---------- INFORMATION SHOWN ----------
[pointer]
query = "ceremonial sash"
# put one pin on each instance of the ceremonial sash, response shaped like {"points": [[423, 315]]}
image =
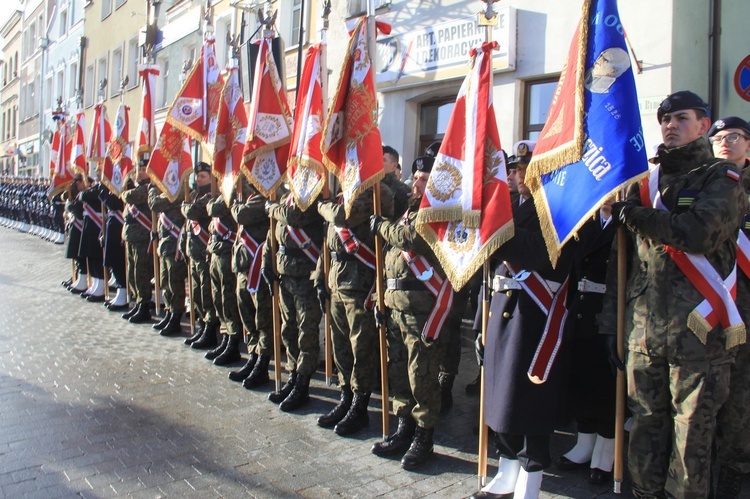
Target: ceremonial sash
{"points": [[719, 305], [552, 305]]}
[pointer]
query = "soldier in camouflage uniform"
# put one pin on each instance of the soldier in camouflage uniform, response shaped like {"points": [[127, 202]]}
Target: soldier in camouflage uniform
{"points": [[351, 281], [299, 235], [173, 267], [413, 362], [136, 232], [678, 370], [254, 303], [731, 141], [197, 236], [224, 282]]}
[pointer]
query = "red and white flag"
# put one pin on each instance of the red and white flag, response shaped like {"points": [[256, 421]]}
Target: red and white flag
{"points": [[269, 126], [118, 164], [352, 147], [465, 214], [305, 168], [147, 129], [230, 135]]}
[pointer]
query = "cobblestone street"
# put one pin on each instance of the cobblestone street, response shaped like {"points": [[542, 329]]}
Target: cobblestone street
{"points": [[93, 406]]}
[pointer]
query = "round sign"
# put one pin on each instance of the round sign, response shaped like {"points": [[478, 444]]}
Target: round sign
{"points": [[742, 79]]}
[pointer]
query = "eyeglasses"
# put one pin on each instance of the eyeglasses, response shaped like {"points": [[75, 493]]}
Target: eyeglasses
{"points": [[731, 138]]}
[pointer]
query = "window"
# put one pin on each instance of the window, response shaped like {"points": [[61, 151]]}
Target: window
{"points": [[538, 97]]}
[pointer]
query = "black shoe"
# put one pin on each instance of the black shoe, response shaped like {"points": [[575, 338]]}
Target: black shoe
{"points": [[420, 450], [163, 323], [336, 414], [212, 354], [231, 352], [398, 441], [357, 418], [281, 395], [299, 395], [259, 375], [246, 369], [174, 326], [208, 338]]}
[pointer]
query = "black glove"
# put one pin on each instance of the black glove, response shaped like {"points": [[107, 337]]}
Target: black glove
{"points": [[479, 349], [270, 277], [375, 221], [323, 295], [614, 360]]}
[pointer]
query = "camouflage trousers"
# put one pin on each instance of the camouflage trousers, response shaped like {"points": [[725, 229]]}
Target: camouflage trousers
{"points": [[202, 299], [300, 323], [674, 404], [413, 369], [733, 438], [257, 315], [173, 275], [355, 340], [140, 271], [223, 286]]}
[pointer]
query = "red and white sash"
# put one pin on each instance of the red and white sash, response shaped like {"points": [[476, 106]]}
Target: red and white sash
{"points": [[552, 304], [719, 305]]}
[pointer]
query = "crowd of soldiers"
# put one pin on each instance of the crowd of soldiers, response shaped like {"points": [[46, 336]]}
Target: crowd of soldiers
{"points": [[687, 390], [24, 206]]}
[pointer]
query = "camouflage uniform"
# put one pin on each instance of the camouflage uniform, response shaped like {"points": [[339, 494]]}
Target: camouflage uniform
{"points": [[255, 308], [173, 266], [676, 382], [300, 310]]}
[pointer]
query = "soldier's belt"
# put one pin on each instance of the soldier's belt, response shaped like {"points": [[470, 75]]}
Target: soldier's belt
{"points": [[586, 286], [404, 285]]}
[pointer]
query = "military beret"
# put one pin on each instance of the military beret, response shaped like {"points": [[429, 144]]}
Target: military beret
{"points": [[730, 122], [679, 101], [422, 164]]}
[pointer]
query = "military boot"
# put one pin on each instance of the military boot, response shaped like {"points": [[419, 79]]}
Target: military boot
{"points": [[281, 395], [259, 375], [337, 413], [142, 315], [208, 338], [419, 451], [174, 326], [398, 441], [231, 353], [299, 395], [243, 373], [357, 417], [212, 354], [163, 323], [446, 389]]}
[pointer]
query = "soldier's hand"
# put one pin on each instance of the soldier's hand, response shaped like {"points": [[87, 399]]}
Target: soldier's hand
{"points": [[375, 221], [479, 349], [614, 359]]}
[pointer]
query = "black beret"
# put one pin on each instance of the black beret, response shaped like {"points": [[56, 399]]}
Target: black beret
{"points": [[730, 122], [679, 101]]}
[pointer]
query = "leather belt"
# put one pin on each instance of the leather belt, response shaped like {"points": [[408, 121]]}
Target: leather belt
{"points": [[586, 286], [404, 285]]}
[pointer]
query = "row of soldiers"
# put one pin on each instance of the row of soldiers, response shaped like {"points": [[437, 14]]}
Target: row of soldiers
{"points": [[24, 205]]}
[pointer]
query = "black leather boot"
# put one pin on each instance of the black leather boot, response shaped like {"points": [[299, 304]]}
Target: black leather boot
{"points": [[212, 354], [259, 375], [419, 451], [163, 323], [337, 413], [174, 326], [281, 395], [208, 338], [243, 373], [398, 441], [231, 353], [357, 417], [299, 395]]}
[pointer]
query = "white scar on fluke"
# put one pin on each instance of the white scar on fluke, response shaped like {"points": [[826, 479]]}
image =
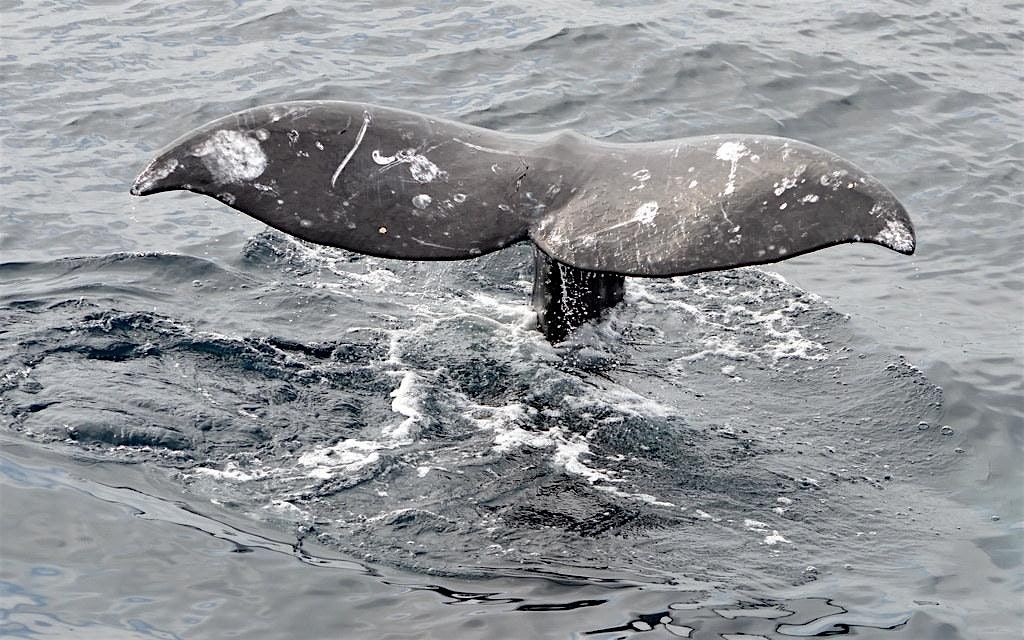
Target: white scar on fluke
{"points": [[605, 210], [231, 156], [896, 235], [731, 153], [420, 167], [351, 152]]}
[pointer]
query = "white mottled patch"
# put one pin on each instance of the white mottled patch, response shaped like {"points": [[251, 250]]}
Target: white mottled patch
{"points": [[784, 185], [231, 156], [351, 152], [896, 236], [646, 212], [157, 171], [834, 179], [731, 153], [420, 167]]}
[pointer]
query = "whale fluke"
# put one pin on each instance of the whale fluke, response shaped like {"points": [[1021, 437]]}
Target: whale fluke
{"points": [[398, 184]]}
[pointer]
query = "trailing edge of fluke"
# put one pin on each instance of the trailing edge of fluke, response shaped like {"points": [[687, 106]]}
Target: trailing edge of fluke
{"points": [[398, 184]]}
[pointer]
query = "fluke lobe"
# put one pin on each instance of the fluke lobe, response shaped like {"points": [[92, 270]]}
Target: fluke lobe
{"points": [[398, 184]]}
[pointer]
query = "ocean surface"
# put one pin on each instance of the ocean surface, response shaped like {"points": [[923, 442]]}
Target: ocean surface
{"points": [[212, 430]]}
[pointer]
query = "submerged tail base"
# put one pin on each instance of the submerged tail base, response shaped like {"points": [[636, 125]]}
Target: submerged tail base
{"points": [[565, 297]]}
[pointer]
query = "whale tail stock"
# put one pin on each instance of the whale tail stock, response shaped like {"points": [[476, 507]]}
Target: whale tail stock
{"points": [[398, 184]]}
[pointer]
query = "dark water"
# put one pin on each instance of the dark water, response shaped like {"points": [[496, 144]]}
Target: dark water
{"points": [[214, 430]]}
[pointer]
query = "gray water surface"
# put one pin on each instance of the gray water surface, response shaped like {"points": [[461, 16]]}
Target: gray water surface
{"points": [[214, 430]]}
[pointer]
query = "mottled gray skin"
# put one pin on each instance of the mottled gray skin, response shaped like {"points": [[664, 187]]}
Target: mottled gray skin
{"points": [[398, 184]]}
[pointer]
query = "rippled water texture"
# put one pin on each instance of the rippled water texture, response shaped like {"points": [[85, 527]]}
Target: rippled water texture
{"points": [[214, 430]]}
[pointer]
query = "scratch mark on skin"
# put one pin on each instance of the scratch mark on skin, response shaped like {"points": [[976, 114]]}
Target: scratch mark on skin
{"points": [[483, 148], [426, 244], [351, 152]]}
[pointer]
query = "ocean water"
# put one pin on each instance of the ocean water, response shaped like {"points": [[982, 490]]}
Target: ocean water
{"points": [[213, 430]]}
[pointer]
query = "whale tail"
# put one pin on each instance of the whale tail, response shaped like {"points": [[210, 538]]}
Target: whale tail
{"points": [[397, 184]]}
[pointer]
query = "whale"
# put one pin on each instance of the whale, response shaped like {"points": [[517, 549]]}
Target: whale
{"points": [[399, 184]]}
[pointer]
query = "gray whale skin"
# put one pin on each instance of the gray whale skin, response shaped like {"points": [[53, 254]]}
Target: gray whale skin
{"points": [[399, 184]]}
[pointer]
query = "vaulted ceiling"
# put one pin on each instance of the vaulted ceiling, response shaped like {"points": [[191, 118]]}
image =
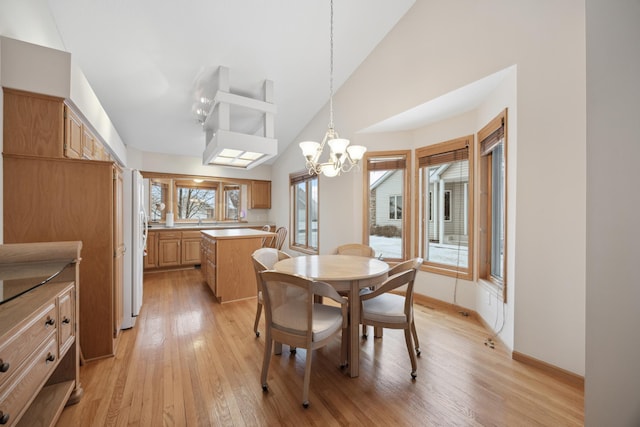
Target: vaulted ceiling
{"points": [[146, 59]]}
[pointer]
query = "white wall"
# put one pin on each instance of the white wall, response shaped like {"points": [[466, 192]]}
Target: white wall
{"points": [[441, 46], [612, 383]]}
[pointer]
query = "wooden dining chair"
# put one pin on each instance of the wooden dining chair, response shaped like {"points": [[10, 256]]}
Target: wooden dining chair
{"points": [[266, 241], [384, 309], [357, 249], [264, 259], [278, 240], [292, 317]]}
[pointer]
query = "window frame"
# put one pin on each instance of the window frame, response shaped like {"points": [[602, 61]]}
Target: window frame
{"points": [[406, 197], [294, 180], [492, 135], [422, 208], [190, 184]]}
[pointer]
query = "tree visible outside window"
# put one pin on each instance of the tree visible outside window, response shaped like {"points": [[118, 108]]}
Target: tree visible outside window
----------
GIVEN REQUEST >> Find every line in the items above that contains the string "hand", matching case exactly, and copy each of those lines in full.

SOLUTION >>
query = "soldier's hand"
# put one pin on each instance of the soldier's hand, response shaped like {"points": [[87, 399]]}
Target: soldier's hand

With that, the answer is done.